• **BLOC DE TEXTE**:
Le recueil s'ouvre néanmoins avec « L'Omelette », qui compte parmi les récits les plus émouvants de Gustave Droz. Cette histoire fort triste raconte un souvenir de l'auteur avec sa femme, tous deux perdus dans la campagne et sauvés d'une pluie battante par un couple de métayers chez qui ils mangent une délicieuse omelette que l'épouse tient à préparer à elle-même. Hélas, depuis ce souvenir, celle délicieuse épouse est morte, et son inconsolable veuf, éploré, refait sans elle les différentes promenades jadis tendres et partagées, et il revient, tristement, dans les parages de la ferme des métayers. Cependant, l'auteur se contente de regarder ses anciens hôtes de loin, car s'il va les saluer, ils vont forcément lui demander "La petite dame n'est pas avec vous ?", ce qui le ramènera à sa tragédie personnelle. Il sent qu'il vaut mieux préserver la pureté du souvenir, éviter de porter à ces gens cordiaux et généreux la nouvelle d'un drame qui va changer à leurs yeux la nature du souvenir qu'eux-mêmes gardent de cette rencontre. Et puis, parce qu'elle est vivante dans le souvenir de ces gens, l'auteur a sans doute l'impression que sa femme n'est pas totalement morte.

• **PETIT EXERCICE 1**:
Pour chaque affirmation, dites si elle s'accorde avec le texte sur « L'Omelette » en répondant oui ou non et en citant entre guillemets les mots du texte qui tranchent : (a) l'auteur et sa femme sont surpris par une forte pluie alors qu'ils sont perdus dans la campagne ; (b) après la mort de sa femme, l'auteur va saluer les métayers ; (c) le recueil se termine par « L'Omelette ».
• **PETIT EXERCICE 2**:
Donnez la suite du texte sur « L'Omelette » en reprenant juste après sa dernière phrase.

• **DONNÉES RECUEILLIES**:

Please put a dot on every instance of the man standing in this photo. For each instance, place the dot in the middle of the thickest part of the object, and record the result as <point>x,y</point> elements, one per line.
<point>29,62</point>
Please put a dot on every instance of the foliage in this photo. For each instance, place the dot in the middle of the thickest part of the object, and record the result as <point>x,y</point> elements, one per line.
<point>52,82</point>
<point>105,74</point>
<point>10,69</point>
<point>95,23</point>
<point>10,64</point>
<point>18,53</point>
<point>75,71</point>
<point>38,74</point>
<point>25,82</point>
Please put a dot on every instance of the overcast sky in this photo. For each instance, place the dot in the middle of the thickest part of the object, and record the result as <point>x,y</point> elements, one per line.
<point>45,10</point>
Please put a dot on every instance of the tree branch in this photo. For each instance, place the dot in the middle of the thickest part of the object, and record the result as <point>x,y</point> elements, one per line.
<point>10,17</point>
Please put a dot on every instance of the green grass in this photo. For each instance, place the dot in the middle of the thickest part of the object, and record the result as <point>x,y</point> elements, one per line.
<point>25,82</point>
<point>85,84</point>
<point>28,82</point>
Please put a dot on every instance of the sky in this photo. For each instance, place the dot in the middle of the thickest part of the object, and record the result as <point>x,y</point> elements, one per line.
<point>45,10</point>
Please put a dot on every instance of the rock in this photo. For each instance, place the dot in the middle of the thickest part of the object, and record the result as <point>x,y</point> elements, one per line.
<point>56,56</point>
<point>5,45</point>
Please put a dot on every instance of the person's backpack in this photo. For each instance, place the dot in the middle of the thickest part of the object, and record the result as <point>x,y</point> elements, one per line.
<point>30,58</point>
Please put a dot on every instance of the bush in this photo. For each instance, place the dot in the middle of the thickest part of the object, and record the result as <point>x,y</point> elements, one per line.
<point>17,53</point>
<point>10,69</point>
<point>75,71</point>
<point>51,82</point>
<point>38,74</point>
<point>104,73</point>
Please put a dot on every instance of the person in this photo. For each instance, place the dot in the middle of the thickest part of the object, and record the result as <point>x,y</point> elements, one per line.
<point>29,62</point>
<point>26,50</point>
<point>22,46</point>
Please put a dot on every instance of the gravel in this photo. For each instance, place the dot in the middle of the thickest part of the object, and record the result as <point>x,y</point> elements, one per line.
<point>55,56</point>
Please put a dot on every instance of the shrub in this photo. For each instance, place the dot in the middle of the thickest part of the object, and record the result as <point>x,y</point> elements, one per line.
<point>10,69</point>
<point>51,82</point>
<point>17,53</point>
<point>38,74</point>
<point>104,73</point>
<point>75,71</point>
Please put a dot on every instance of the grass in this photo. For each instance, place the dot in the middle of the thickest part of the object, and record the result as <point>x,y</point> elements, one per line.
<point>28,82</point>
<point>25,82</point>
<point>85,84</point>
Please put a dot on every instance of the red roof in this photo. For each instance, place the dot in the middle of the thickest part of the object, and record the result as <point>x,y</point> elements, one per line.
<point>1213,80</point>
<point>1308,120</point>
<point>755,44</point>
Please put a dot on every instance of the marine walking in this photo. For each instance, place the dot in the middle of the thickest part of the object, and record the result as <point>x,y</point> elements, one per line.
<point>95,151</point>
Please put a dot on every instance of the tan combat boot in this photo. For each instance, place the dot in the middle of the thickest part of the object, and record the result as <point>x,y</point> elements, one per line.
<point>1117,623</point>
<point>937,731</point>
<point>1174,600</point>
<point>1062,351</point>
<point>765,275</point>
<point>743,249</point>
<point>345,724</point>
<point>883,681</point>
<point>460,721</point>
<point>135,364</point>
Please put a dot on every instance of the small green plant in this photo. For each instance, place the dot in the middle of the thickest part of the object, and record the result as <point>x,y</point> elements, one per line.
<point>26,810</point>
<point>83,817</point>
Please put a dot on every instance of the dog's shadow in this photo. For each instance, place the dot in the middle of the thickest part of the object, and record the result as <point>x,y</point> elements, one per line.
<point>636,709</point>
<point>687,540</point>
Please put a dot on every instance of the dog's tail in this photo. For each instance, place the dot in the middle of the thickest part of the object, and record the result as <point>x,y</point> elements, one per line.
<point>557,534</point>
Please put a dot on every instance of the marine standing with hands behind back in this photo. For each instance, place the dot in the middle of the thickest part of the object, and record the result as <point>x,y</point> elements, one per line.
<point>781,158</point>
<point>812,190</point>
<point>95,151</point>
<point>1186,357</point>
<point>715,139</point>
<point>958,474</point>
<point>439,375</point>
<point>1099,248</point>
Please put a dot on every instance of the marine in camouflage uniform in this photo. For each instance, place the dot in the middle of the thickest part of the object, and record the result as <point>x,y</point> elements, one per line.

• **RÉPONSE 1**:
(a) Oui : « tous deux perdus dans la campagne et sauvés d'une pluie battante ».
(b) Non : « l'auteur se contente de regarder ses anciens hôtes de loin ».
(c) Non : « Le recueil s'ouvre néanmoins avec « L'Omelette » ».

• **RÉPONSE 2**:
Ce récit, qui ouvre le recueil, est d'une intensité mélancolique qui, heureusement, ne dure pas. Néanmoins, c'est un texte bouleversant, et qui témoigne d'autant plus du talent mésestimé de Gustave Droz que celui-ci, à priori, n'a jamais été veuf, et qu'il s'agit donc d'une fiction.
« Vent du Soir » fait partie des textes qui furent reprochés à l'auteur, quant à sa dignité littéraire. Comme on le devine, il est bien question d'une flatulence lâchée au plus mauvais moment, en l'occurrence par une jeune fille qui interprète une romance au piano pour un groupe d'invités. Evidemment, bien que la jeune femme, rouge de honte, tente de continuer sa chanson comme si de rien n'était, une discrète hilarité s'empare de la plupart des invités, qui parviennent plus ou moins à garder bonne contenance. Quelques minutes plus tard, l'un d'eux aborde le narrateur, jeune soupirant malheureux de la pianiste, en commentant ironiquement l'incident comme le "vent du soir" qui souffle un peu trop fort. Moins ému par la flatulence que par l'humiliation subie par la jeune femme, le narrateur injurie l'invité, et le provoque en duel. Au cours de ce duel, le jeune soupirant est grièvement blessé par son adversaire, mais il a néanmoins conquis le coeur de sa belle en risquant sa vie pour défendre l'honneur d'un pet.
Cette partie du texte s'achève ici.